(Records from a data source)
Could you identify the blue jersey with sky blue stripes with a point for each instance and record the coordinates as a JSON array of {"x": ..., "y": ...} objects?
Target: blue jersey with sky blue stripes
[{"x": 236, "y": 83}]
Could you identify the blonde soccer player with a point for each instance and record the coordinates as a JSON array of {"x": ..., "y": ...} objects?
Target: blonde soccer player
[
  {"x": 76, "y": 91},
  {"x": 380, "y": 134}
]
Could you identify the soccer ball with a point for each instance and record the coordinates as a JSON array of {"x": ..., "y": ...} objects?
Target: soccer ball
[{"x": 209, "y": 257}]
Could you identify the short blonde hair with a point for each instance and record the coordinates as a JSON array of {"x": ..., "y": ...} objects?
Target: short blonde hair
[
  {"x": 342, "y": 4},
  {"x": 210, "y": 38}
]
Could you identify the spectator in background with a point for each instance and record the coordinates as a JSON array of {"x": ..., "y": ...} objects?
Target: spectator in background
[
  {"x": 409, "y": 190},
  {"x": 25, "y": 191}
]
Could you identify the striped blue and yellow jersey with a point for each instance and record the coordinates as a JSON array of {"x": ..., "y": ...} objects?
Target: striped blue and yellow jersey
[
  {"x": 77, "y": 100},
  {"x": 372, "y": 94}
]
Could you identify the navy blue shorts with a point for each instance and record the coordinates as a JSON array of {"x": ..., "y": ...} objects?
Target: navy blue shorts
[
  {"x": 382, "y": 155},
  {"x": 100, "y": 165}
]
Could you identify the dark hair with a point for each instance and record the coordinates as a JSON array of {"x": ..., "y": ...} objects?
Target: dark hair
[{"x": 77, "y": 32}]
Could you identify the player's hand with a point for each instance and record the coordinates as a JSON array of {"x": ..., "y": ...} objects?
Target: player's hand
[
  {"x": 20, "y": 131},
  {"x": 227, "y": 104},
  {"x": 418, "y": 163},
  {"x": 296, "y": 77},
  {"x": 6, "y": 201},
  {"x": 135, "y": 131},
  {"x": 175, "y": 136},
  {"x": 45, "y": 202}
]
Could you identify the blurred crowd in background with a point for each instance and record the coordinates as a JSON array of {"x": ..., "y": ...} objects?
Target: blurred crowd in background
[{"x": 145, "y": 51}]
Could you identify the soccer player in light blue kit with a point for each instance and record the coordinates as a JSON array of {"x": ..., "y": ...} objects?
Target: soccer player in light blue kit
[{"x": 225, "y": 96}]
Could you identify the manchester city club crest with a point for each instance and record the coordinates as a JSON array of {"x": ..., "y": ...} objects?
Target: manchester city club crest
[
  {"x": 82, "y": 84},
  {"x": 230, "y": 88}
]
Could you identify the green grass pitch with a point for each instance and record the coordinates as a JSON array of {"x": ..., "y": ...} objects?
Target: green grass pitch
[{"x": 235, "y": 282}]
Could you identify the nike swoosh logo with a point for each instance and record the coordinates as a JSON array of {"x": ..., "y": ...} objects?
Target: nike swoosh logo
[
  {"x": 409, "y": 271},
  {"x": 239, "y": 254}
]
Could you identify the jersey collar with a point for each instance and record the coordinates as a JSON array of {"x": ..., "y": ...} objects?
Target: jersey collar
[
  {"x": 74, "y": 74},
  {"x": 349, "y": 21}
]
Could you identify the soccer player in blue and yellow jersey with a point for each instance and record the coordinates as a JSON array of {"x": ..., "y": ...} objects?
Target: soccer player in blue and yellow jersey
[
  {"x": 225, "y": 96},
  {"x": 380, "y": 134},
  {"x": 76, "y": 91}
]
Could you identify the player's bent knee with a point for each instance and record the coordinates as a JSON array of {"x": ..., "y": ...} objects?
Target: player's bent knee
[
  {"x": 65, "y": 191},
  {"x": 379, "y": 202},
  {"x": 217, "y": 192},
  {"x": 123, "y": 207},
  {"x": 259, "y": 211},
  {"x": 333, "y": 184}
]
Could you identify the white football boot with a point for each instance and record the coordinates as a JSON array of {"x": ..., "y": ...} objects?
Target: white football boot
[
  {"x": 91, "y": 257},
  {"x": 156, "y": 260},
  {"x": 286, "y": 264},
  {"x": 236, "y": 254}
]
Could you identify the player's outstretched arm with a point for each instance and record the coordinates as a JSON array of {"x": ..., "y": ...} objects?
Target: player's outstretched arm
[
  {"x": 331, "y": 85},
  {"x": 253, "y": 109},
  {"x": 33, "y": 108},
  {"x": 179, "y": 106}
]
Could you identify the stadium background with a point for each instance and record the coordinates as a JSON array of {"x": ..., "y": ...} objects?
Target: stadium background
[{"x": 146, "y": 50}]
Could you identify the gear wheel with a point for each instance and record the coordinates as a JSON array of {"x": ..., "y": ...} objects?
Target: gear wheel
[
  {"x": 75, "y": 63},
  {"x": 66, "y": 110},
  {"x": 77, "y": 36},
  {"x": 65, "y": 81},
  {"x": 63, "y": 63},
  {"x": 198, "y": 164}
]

ASSIGNMENT: Write the data above out again in full, with every word as given.

WRITTEN SOLUTION:
Could you identify the blue jersey with sky blue stripes with a point for each instance and record the coordinates as a JSON array of {"x": ..., "y": ...} objects?
Target: blue jersey with sky blue stripes
[{"x": 236, "y": 83}]
Could you identify the blonde soccer player with a point for each instance and record the coordinates as a JSON array of {"x": ..., "y": ...} objects?
Target: blonde soccer player
[
  {"x": 76, "y": 91},
  {"x": 380, "y": 134}
]
Could you identify the soccer ball with a point for each instance and record the coordinates as a JSON array of {"x": ..., "y": ...} objects?
Target: soccer ball
[{"x": 209, "y": 257}]
Could you identify the short blonde hair with a point for each instance and record the coordinates as a JSON array of {"x": ..., "y": ...} objects?
Target: short blonde hair
[
  {"x": 342, "y": 4},
  {"x": 210, "y": 38}
]
Could you identify the spectator in background with a point for each instance and record the coordinates as a JSON array of {"x": ..., "y": ...} objects?
Target: spectator in background
[
  {"x": 409, "y": 190},
  {"x": 25, "y": 191}
]
Could you identify the striped blue and yellow jersey with a point for each instance and record the coordinates as a JSON array of {"x": ..., "y": ...} objects?
Target: striped blue and yellow jersey
[
  {"x": 77, "y": 100},
  {"x": 372, "y": 94}
]
Could you identify the navy blue shorts with a point for each instance and record the coordinates as a JSON array of {"x": ..., "y": ...} objects?
Target: navy blue shorts
[
  {"x": 382, "y": 155},
  {"x": 100, "y": 165}
]
Could you identify the dark hair with a point for each instance and record the coordinates as a JSON array of {"x": ..., "y": ...} objects?
Target: dark hair
[{"x": 77, "y": 32}]
Could you identify the player's hand with a point for each instance and record the coordinates as a JSON array of {"x": ..., "y": ...} objects?
Target: player's hand
[
  {"x": 20, "y": 131},
  {"x": 227, "y": 104},
  {"x": 418, "y": 163},
  {"x": 296, "y": 77},
  {"x": 6, "y": 201},
  {"x": 135, "y": 131},
  {"x": 175, "y": 136},
  {"x": 45, "y": 202}
]
Could you identify the blurred crowd in background with a point for each instance and record the coordinates as a JSON array of {"x": ..., "y": ...} objects?
Target: blurred crowd in background
[{"x": 145, "y": 51}]
Could you identify the soccer player in light blue kit with a point for each instance and record the coordinates as a JSON array of {"x": ..., "y": ...} objects?
Target: soccer player in light blue kit
[{"x": 225, "y": 96}]
Could you identify the manchester city club crest with a point for each instance and record the coordinates as a JSON array of {"x": ..., "y": ...} objects?
Target: manchester city club crest
[
  {"x": 82, "y": 84},
  {"x": 230, "y": 88}
]
Could you identify the green grass pitch with a point for each instance and record the coordinates as a JSON array of {"x": ..., "y": ...} objects?
Target: green grass pitch
[{"x": 235, "y": 282}]
Could you identify the nike swoosh logo with a point for each instance and record the coordinates as a JSON array of {"x": ..., "y": ...} objects?
Target: nike swoosh logo
[
  {"x": 409, "y": 271},
  {"x": 239, "y": 254}
]
Could you identify the jersey collar with a point for each instance and record the coordinates as a JSON array of {"x": ..., "y": ...} objects?
Target: jersey collar
[
  {"x": 74, "y": 74},
  {"x": 349, "y": 21}
]
Could you identify the soccer player in blue and yellow jersey with a point for each instance and record the coordinates as a JSON array of {"x": ..., "y": ...} objects?
Target: soccer player in blue and yellow jersey
[
  {"x": 225, "y": 96},
  {"x": 380, "y": 134},
  {"x": 76, "y": 91}
]
Could you identify the player's bent knee with a point for each instance and record the coordinates as a JSON array of {"x": ..., "y": ...} objects?
Target: player's bent knee
[
  {"x": 65, "y": 191},
  {"x": 379, "y": 202},
  {"x": 217, "y": 192},
  {"x": 123, "y": 207},
  {"x": 259, "y": 211},
  {"x": 333, "y": 184}
]
Could you identify the white football boot with a point for each instance and record the coordinates as a JSON array of {"x": ..., "y": ...} objects?
Target: white football boot
[
  {"x": 91, "y": 257},
  {"x": 156, "y": 260},
  {"x": 286, "y": 264},
  {"x": 236, "y": 254}
]
Could you identify the player's outstretched arm with a point for each instance and record the coordinates as a JSON array of {"x": ..., "y": ...} objects?
Target: player's outstretched arm
[
  {"x": 331, "y": 85},
  {"x": 253, "y": 109},
  {"x": 33, "y": 108},
  {"x": 179, "y": 106}
]
Could you identify the stadium background with a point for each instance and record the coordinates as a JSON array of {"x": ..., "y": ...} objects?
Target: stadium background
[{"x": 146, "y": 50}]
Could you identify the gear wheel with a point for each instance and record the coordinates as a JSON array of {"x": ..., "y": ...} objects?
Target: gear wheel
[
  {"x": 75, "y": 63},
  {"x": 66, "y": 110},
  {"x": 77, "y": 36},
  {"x": 65, "y": 81},
  {"x": 63, "y": 63},
  {"x": 198, "y": 164}
]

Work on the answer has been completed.